* [Task statement]: Write each line exactly as it stands, from the line containing "We need ground-truth boxes for tail" through the end of the data.

* [Supplied entries]:
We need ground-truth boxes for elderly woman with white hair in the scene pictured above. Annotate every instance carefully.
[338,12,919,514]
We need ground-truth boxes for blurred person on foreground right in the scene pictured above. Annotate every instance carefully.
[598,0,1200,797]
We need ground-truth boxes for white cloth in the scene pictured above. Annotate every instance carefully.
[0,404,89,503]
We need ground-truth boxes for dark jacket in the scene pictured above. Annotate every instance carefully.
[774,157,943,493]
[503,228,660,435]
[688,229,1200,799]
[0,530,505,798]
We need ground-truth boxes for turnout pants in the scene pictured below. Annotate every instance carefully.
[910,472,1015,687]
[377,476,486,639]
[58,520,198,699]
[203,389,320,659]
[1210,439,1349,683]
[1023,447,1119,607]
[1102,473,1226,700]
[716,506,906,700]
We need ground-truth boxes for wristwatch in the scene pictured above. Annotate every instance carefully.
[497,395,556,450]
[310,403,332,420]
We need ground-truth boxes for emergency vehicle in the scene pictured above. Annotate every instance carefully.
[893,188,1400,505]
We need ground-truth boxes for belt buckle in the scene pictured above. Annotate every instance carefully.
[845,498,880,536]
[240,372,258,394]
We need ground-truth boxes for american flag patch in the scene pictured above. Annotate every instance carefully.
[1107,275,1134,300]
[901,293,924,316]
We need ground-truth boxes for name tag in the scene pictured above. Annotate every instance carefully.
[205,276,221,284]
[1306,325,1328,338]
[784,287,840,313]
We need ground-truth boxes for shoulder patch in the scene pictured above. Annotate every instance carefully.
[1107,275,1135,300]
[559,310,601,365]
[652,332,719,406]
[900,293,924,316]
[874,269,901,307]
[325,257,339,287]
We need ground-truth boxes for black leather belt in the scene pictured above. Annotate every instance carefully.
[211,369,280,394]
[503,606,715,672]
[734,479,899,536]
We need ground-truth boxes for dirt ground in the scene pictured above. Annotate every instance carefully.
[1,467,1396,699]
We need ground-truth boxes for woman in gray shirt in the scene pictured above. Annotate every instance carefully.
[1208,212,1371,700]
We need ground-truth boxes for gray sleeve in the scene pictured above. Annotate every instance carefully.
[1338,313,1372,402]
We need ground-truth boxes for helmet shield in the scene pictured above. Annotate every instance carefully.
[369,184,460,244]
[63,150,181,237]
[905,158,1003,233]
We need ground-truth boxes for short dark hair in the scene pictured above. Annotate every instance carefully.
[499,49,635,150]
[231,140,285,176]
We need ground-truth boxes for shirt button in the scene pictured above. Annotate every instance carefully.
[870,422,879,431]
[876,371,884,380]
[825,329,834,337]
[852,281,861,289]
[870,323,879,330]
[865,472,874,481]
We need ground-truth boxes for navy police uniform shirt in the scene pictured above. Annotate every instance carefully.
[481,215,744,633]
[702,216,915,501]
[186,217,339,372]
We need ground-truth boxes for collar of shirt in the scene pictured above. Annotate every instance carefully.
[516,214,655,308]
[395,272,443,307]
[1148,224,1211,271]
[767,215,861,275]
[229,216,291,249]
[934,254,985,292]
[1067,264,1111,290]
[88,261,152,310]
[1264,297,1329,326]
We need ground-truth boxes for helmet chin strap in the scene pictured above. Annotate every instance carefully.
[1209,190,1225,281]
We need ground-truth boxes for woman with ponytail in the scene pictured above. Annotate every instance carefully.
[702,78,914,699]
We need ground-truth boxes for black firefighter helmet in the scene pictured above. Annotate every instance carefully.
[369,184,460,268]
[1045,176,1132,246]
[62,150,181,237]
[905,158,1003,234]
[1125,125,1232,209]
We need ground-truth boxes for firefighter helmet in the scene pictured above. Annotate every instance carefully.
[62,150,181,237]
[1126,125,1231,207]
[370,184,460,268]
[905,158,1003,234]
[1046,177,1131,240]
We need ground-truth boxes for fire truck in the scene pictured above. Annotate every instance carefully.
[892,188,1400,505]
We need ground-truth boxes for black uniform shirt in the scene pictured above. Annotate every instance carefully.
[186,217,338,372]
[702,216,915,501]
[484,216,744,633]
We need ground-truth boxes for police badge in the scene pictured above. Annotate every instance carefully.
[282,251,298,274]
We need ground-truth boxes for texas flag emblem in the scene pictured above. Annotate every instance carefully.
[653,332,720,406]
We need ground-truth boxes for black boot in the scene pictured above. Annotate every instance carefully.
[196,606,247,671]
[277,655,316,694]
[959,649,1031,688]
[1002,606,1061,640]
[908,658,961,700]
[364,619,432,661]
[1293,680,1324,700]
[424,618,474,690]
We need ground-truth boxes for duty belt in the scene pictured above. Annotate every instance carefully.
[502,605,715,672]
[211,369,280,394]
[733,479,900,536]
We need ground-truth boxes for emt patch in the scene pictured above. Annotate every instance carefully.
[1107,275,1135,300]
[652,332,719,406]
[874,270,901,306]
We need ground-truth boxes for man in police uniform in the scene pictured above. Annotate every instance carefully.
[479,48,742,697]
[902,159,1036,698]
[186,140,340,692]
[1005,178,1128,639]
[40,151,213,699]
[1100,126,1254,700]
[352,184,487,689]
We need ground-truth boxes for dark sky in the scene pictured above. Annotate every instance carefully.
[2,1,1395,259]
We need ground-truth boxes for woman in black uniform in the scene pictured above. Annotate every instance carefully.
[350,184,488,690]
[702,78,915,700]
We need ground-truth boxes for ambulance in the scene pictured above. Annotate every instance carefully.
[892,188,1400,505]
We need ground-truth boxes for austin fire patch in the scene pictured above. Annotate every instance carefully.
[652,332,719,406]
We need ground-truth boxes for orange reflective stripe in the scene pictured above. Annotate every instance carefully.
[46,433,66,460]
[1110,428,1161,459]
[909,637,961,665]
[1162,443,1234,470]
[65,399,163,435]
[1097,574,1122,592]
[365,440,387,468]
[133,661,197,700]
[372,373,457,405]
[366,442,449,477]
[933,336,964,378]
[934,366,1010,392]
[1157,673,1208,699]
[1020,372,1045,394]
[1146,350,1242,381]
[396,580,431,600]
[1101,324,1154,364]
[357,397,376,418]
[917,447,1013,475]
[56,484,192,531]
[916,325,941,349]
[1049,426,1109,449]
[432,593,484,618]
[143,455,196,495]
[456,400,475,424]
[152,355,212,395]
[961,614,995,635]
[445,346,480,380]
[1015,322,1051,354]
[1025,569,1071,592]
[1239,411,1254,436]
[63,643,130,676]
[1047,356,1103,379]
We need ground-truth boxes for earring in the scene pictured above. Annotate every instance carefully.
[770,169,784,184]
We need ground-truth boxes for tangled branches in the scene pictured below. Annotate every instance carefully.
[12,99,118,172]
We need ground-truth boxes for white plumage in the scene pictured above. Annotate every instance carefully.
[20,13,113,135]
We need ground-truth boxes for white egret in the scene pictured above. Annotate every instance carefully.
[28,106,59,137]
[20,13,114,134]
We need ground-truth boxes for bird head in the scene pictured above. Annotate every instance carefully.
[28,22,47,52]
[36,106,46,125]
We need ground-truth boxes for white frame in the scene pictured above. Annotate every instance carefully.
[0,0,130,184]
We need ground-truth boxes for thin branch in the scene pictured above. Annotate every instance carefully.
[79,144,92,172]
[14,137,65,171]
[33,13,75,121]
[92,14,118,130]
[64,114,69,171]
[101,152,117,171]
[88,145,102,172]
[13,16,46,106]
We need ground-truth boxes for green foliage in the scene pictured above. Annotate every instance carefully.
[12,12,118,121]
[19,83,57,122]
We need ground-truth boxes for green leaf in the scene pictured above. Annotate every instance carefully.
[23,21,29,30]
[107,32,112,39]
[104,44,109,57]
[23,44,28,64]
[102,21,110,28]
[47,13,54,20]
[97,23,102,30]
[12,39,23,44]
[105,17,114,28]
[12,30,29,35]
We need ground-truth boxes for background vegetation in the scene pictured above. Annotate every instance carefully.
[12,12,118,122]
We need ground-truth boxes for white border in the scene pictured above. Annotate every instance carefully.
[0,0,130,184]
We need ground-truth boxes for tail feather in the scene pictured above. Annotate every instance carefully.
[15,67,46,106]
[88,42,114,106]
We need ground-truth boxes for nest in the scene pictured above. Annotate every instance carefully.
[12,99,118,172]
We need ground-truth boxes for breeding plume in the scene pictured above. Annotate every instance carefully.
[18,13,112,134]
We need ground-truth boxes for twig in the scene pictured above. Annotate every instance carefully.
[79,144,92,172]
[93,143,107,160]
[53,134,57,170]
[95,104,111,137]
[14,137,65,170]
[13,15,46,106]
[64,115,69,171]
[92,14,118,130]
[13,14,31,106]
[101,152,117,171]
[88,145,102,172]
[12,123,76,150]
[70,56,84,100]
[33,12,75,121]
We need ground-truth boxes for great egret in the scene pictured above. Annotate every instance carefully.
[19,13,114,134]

* [Response]:
We need ground-truth boxes for tail feather in the scene pictured above. Annotate every instance carefully.
[15,67,46,106]
[88,42,114,106]
We need ground-truth boxes for nest in the scene pictured above. Annotate every instance carefully.
[12,99,118,172]
We need ground-truth boxes for breeding plume in the scene pictured above. Annotate every instance carefully.
[18,13,112,134]
We need ground-truth boxes for twig in the scene pictured above. Annotate every instance carefully.
[79,144,92,172]
[93,143,107,160]
[53,134,57,170]
[95,104,111,137]
[14,137,65,170]
[13,15,46,106]
[64,115,69,171]
[92,14,118,130]
[13,14,31,106]
[101,152,117,171]
[88,145,102,172]
[12,123,76,150]
[70,56,84,100]
[33,12,75,121]
We need ground-truth boxes for great egret in the scene pictured above. Annotate every instance carefully.
[19,13,114,134]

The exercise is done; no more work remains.